● **ITEMS**:
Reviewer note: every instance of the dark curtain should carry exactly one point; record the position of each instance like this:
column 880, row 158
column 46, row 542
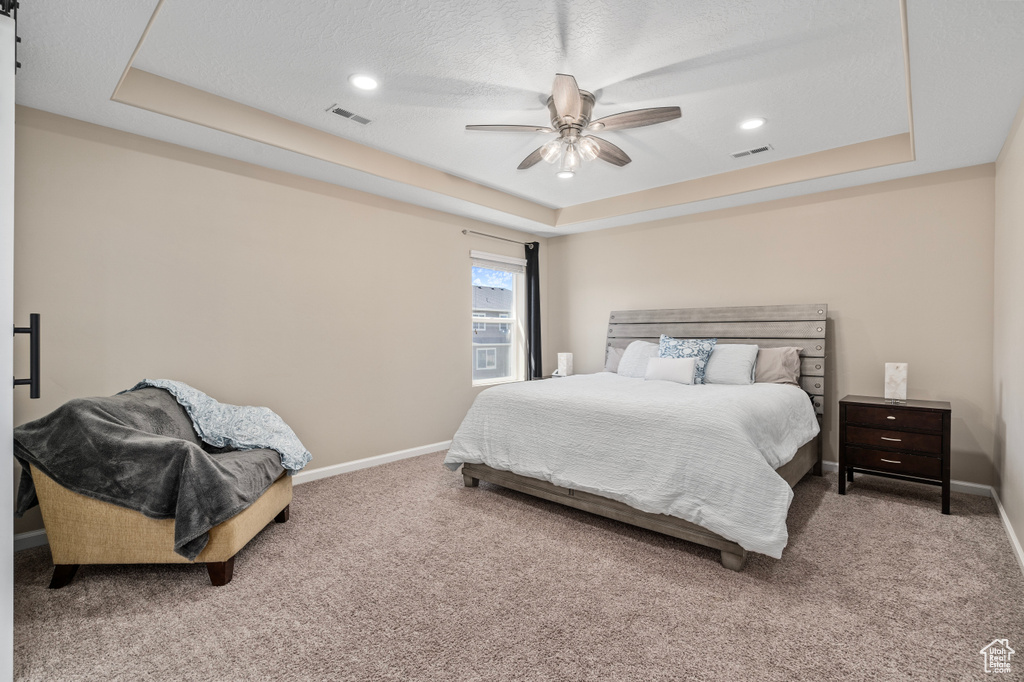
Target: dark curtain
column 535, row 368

● **AIM OF THE EXERCISE**:
Retype the entries above line for line, without any changes, and leave the pictures out of your answer.

● **SOLUTION TO THIS PROBLEM**:
Reviewer note: every instance of the dark curtain should carry exactly one point; record the position of each instance like this:
column 880, row 158
column 46, row 542
Target: dark curtain
column 535, row 368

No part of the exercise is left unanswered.